PROVIDED TEXT:
I think you could speed up Dirk Stelder's solution by replacing the first for loop (between "candidate=[];' and "[u_index u]=min(candidate);") by the statement
[u_index u] = min(1 ./ (S==0) .* dist);
(Note that u_index is in fact the value; u is the index.) Entries in 1 ./ (S==0) have value Inf when their value in S is 1, i.e. when they have been visited, and 1 otherwise. Multiplying by dist leaves all visited nodes with distance Inf: precisely what 'candidate' looks like.
here is a simple rewrite that runs well for large networks. Th costmatrix is sparse (no entries for non-existing links) and only total costs are calculated:
function [spcost] = dijkstra(costmatrix, s, d)

DATA RECORDS:
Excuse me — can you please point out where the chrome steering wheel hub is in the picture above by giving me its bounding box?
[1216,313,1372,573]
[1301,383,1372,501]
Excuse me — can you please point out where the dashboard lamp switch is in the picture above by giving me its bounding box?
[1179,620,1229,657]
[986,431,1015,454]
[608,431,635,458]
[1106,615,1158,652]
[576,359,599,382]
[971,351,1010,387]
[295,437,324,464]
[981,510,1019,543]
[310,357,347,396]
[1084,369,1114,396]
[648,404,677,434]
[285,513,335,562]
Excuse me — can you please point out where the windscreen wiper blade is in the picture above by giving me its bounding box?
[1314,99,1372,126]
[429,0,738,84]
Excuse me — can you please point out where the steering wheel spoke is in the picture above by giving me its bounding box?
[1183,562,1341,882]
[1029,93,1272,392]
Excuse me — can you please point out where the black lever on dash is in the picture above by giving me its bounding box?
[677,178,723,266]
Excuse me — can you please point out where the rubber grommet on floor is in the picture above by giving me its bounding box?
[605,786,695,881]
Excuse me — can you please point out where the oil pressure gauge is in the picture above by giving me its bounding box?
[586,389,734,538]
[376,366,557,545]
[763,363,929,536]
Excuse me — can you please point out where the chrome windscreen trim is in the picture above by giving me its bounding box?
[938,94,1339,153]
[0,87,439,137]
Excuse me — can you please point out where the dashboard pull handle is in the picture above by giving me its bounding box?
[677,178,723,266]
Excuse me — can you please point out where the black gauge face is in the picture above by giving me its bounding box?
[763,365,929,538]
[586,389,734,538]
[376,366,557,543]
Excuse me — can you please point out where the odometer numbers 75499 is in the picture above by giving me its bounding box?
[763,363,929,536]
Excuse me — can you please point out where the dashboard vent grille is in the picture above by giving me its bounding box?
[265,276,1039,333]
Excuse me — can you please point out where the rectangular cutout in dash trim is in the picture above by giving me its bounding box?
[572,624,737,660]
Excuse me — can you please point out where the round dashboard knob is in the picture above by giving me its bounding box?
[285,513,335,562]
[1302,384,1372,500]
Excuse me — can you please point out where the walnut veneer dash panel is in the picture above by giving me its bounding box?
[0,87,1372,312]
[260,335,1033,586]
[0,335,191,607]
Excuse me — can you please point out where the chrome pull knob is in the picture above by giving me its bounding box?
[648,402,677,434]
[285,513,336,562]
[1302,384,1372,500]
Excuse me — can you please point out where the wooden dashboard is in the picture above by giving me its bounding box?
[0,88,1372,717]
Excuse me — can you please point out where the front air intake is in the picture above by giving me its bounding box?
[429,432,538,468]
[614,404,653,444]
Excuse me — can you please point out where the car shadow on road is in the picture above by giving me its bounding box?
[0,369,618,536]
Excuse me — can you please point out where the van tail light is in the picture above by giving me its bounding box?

STATED GOAL 1:
List the input arguments of the dijkstra function declared at the end of the Dijkstra discussion.
STATED GOAL 2:
From the Dijkstra discussion, output everything from "I think you" down to "dijkstra(costmatrix, s, d)" without any changes.

TASK OUTPUT 1:
costmatrix, s, d

TASK OUTPUT 2:
I think you could speed up Dirk Stelder's solution by replacing the first for loop (between "candidate=[];' and "[u_index u]=min(candidate);") by the statement
[u_index u] = min(1 ./ (S==0) .* dist);
(Note that u_index is in fact the value; u is the index.) Entries in 1 ./ (S==0) have value Inf when their value in S is 1, i.e. when they have been visited, and 1 otherwise. Multiplying by dist leaves all visited nodes with distance Inf: precisely what 'candidate' looks like.
here is a simple rewrite that runs well for large networks. Th costmatrix is sparse (no entries for non-existing links) and only total costs are calculated:
function [spcost] = dijkstra(costmatrix, s, d)